Set down the data again exactly. Pictures are not part of the copy.

=== SUPPLIED RECORDS ===

.....

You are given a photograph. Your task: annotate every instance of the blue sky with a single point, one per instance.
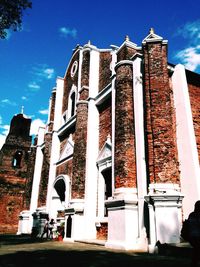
(30, 60)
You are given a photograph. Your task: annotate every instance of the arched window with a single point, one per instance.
(73, 103)
(16, 162)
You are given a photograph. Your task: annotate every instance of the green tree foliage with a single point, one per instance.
(11, 12)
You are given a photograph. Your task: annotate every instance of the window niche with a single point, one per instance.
(17, 158)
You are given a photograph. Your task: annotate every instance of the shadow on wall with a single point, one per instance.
(55, 253)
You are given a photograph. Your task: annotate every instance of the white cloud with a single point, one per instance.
(44, 111)
(48, 73)
(6, 101)
(35, 124)
(190, 55)
(191, 31)
(44, 72)
(65, 32)
(34, 86)
(24, 98)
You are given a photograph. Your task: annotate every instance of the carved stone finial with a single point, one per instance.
(151, 30)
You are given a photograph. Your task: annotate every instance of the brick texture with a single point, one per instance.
(161, 137)
(194, 93)
(125, 166)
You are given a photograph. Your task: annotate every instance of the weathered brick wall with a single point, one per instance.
(104, 69)
(79, 156)
(29, 179)
(194, 93)
(11, 198)
(105, 122)
(159, 117)
(125, 53)
(15, 179)
(125, 165)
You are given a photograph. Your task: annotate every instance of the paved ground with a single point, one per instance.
(25, 252)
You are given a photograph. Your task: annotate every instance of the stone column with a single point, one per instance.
(123, 209)
(162, 157)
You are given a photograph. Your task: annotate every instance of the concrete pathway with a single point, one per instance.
(22, 251)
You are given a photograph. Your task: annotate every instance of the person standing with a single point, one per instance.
(51, 226)
(45, 230)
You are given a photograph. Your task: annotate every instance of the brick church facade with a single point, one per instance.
(118, 159)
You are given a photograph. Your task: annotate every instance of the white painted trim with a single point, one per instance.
(55, 149)
(92, 149)
(186, 141)
(37, 170)
(69, 111)
(114, 61)
(79, 70)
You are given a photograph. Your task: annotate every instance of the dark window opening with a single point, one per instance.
(107, 174)
(73, 106)
(17, 159)
(60, 189)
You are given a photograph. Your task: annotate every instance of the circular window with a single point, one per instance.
(74, 68)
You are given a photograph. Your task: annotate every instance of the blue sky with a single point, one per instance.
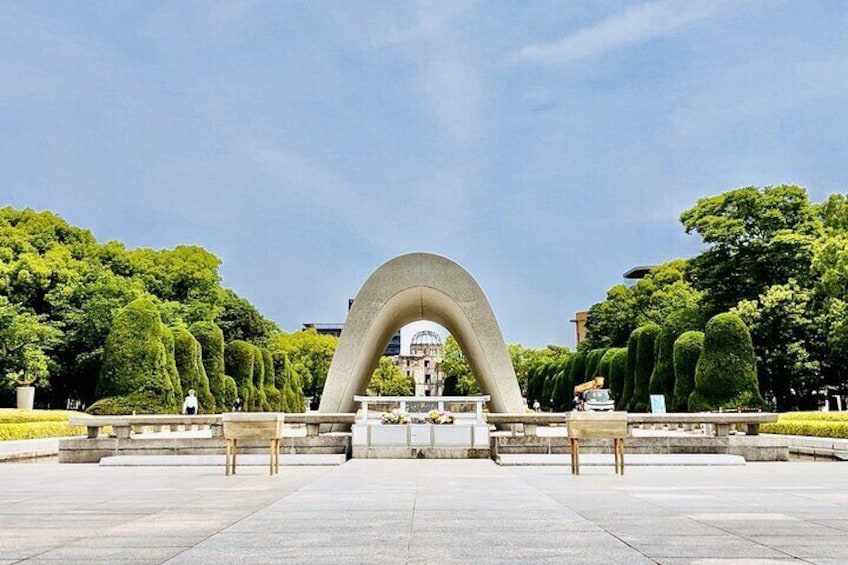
(545, 146)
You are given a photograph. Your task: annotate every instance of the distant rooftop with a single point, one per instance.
(638, 272)
(319, 326)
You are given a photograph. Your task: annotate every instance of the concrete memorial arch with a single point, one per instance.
(420, 286)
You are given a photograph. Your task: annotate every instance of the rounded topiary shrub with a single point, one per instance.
(238, 362)
(662, 378)
(593, 360)
(641, 400)
(687, 351)
(229, 394)
(604, 365)
(260, 403)
(189, 362)
(618, 372)
(630, 370)
(136, 374)
(726, 373)
(172, 364)
(211, 340)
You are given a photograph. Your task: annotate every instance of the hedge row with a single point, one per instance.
(817, 428)
(815, 416)
(36, 430)
(14, 416)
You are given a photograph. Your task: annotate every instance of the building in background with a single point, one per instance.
(579, 319)
(424, 363)
(335, 329)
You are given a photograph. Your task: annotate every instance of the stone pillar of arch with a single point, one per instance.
(420, 286)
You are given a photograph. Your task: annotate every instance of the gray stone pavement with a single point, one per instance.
(426, 511)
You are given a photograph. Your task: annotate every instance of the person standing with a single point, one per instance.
(190, 403)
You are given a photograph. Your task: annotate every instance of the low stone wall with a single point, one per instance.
(752, 448)
(91, 450)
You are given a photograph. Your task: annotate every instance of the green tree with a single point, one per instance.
(756, 237)
(641, 401)
(388, 380)
(238, 362)
(786, 340)
(310, 355)
(136, 373)
(192, 374)
(211, 340)
(726, 374)
(662, 377)
(686, 352)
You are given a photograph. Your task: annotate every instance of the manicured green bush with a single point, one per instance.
(275, 403)
(593, 360)
(238, 362)
(37, 430)
(211, 340)
(815, 428)
(662, 378)
(562, 385)
(189, 362)
(173, 374)
(261, 401)
(641, 400)
(686, 352)
(814, 416)
(604, 365)
(137, 371)
(618, 373)
(630, 371)
(229, 394)
(576, 373)
(726, 374)
(15, 416)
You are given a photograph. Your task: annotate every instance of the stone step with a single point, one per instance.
(286, 460)
(635, 460)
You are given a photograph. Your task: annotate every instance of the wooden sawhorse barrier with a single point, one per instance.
(266, 426)
(597, 425)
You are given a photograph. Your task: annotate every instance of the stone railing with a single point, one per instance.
(126, 427)
(720, 423)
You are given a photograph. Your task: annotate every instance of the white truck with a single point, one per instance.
(595, 397)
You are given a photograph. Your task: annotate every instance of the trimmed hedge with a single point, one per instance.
(260, 403)
(238, 361)
(593, 359)
(15, 416)
(641, 400)
(662, 378)
(815, 428)
(211, 340)
(726, 374)
(137, 402)
(618, 370)
(192, 374)
(37, 430)
(686, 352)
(230, 393)
(604, 365)
(815, 416)
(564, 387)
(629, 371)
(137, 373)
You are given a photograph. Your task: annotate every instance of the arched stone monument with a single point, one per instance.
(420, 286)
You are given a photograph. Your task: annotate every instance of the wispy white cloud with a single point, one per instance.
(630, 26)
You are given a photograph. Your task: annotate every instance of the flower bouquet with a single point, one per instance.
(395, 417)
(437, 417)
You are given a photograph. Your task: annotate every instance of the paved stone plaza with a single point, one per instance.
(430, 511)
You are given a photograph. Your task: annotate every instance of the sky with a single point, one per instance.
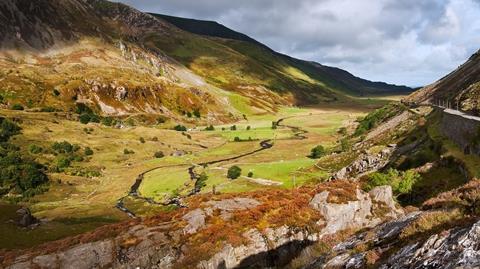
(406, 42)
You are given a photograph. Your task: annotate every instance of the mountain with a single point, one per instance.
(120, 61)
(334, 78)
(460, 89)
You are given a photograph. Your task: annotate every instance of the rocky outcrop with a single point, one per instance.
(365, 163)
(456, 248)
(165, 244)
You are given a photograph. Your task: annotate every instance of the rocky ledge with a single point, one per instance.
(183, 240)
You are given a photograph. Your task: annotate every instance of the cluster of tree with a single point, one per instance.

.....

=== ANSWER AREA ===
You are given a photograph. Your task: annotate every instance of the blue sky with a single point, one per instance.
(30, 60)
You are given a photograph. Your task: annotate every instance of the arched window with a single point, one per instance.
(73, 103)
(16, 162)
You are given a photograph. Your task: annotate every instance of the green tree foliage with a single point, one per instance.
(11, 12)
You are given a photograph. Your task: annotate every instance of the window niche with a single point, one per instance.
(17, 158)
You are given a photograph. Your task: annotate every instance of the shadow on wall with a single point, one per instance.
(55, 253)
You are given a photograph. Your task: annotate every instance of the white cloud with a single point, one per instance.
(44, 111)
(48, 73)
(6, 101)
(35, 124)
(190, 55)
(191, 31)
(44, 72)
(65, 32)
(34, 86)
(24, 98)
You are given a photograph. Your task: annotate every instance of the carved stone finial with a single point, one per instance.
(151, 30)
You are given a photograph. Your task: annotate every instance of the brick texture with a single point, one per instance.
(161, 137)
(194, 93)
(125, 166)
You are given a photograph. Your task: annotate every instance of the weathered brick wall with a single point, one per instance.
(104, 69)
(79, 156)
(29, 179)
(194, 93)
(11, 198)
(105, 122)
(159, 117)
(125, 53)
(15, 179)
(125, 165)
You are given a photograph. Your task: annotate every instance of the paved ground with a single point, one per instance.
(25, 252)
You are given a photograph. Your task: annotate every instance of the stone column with a single point, one per instance.
(123, 209)
(162, 157)
You are given a photograph. Your task: annotate every instance of the concrete pathway with a single point, one per instance.
(22, 251)
You are given a photograph. Your task: annotate every instance of the person standing with a single point, one per instance.
(51, 226)
(45, 230)
You are given a photograph. Your task: annotate every instance of the brick church facade with a single point, one per instance.
(118, 159)
You are given a photograph. Your task: annotate every instance of the white painted trim with a single point, one per instance.
(55, 149)
(92, 149)
(186, 141)
(37, 170)
(69, 111)
(114, 61)
(79, 70)
You are given a photograph. Your task: annotate every instance of the dark window opening with a single point, one per instance.
(107, 174)
(73, 106)
(17, 159)
(60, 189)
You are given a photograph. Your task: annotate every instance of the circular window with a single point, one per instance.
(74, 68)
You are given a photograph. Your task: annotate every instance of the blue sky with a single point, one per instance.
(545, 146)
You are given a photograph. Your task: annotate every instance of the distant rooftop with a single point, one per instance.
(638, 272)
(319, 326)
You are given a photograph. Your task: annotate every instance of the concrete memorial arch with a single point, one per instance.
(420, 286)
You are given a photograph. Your task: annotate every instance of the rounded topiary shrub with a single point, one per instance.
(238, 362)
(662, 378)
(593, 360)
(641, 400)
(687, 351)
(229, 394)
(604, 365)
(260, 403)
(189, 362)
(618, 372)
(630, 370)
(136, 374)
(726, 373)
(172, 364)
(211, 340)
You are given a photograph. Your task: annotate every instance of the hedge row with a single point, one per instance.
(817, 428)
(815, 416)
(36, 430)
(14, 416)
You are given a photograph. Your task: annotate every instance of the building in background with a single point, one per instance.
(579, 319)
(424, 363)
(335, 329)
You are given a photograph. Your task: annotate every instance of the stone pillar of arch with a single point, one per instance.
(420, 286)
You are given a photograph. Your task: annotate every instance of the gray stone pavement with a single point, one per instance.
(426, 511)
You are given a photograph. Your task: annotate every instance of the person standing with a single point, one per instance.
(190, 403)
You are given a photograph. Your task: annotate every instance of the low stone wall with a single point, one per instance.
(752, 448)
(91, 450)
You are given a photograph. Your task: annotate every instance of the green tree with a single point, one per instance.
(756, 237)
(641, 401)
(388, 380)
(238, 362)
(786, 340)
(310, 355)
(136, 373)
(192, 374)
(211, 340)
(726, 374)
(662, 377)
(686, 352)
You are given a photograph. Your task: annotate every instance of the manicured green bush with a single point, one per instance.
(275, 403)
(593, 360)
(238, 362)
(37, 430)
(211, 340)
(815, 428)
(662, 378)
(562, 385)
(189, 362)
(173, 374)
(261, 401)
(641, 400)
(686, 352)
(814, 416)
(604, 365)
(137, 371)
(618, 373)
(630, 371)
(229, 394)
(576, 373)
(726, 374)
(15, 416)
You are given a photograph. Your task: annotate every instance of the stone step with a single point, one per instance.
(286, 460)
(635, 460)
You are given a photograph. Your task: annotate every instance of the wooden sawhorse barrier with a single point, one per instance.
(266, 426)
(597, 425)
You are given a photograph. Your task: annotate every instance of the stone railing with a single point, one per instance.
(126, 427)
(720, 423)
You are given a photograph. Your task: annotate every instance of the white truck with a single point, one per instance.
(595, 397)
You are given a photograph. Your task: annotate every instance of the trimmed hedge with a single point, one per instance.
(260, 403)
(238, 361)
(593, 359)
(15, 416)
(641, 400)
(662, 378)
(815, 428)
(211, 340)
(726, 374)
(137, 402)
(618, 370)
(192, 374)
(37, 430)
(686, 352)
(230, 393)
(604, 365)
(815, 416)
(564, 387)
(629, 371)
(137, 373)
You are given a photograph. Your task: annotate every instance of the arched stone monument with a single point, one per instance.
(420, 286)
You are given a photograph. Your task: annotate every instance of the wispy white cloud with a single point, one per instance.
(630, 26)
You are given a photograph. Your task: annotate every instance of the flower bouquet with a single point, one per instance.
(395, 417)
(437, 417)
You are given a photograph. Your task: annotate every instance of the paved stone plaza with a single point, one per instance.
(430, 511)
You are given a photograph. Your task: annotate every instance of the sky with a single point, one per instance.
(406, 42)
You are given a photograph. Your task: annotate every instance of the mountain with a single point, one per instance.
(120, 61)
(334, 78)
(460, 89)
You are given a photograph. Your task: annotate every instance of the rocky outcrop with a single point, one per instance.
(365, 163)
(456, 248)
(165, 244)
You are given a photograph. Your task: annotate every instance of the rocky ledge with a single point, one per instance.
(183, 240)
You are given a photograph. Your task: annotate every instance of the cluster of tree with a single point, one per instance.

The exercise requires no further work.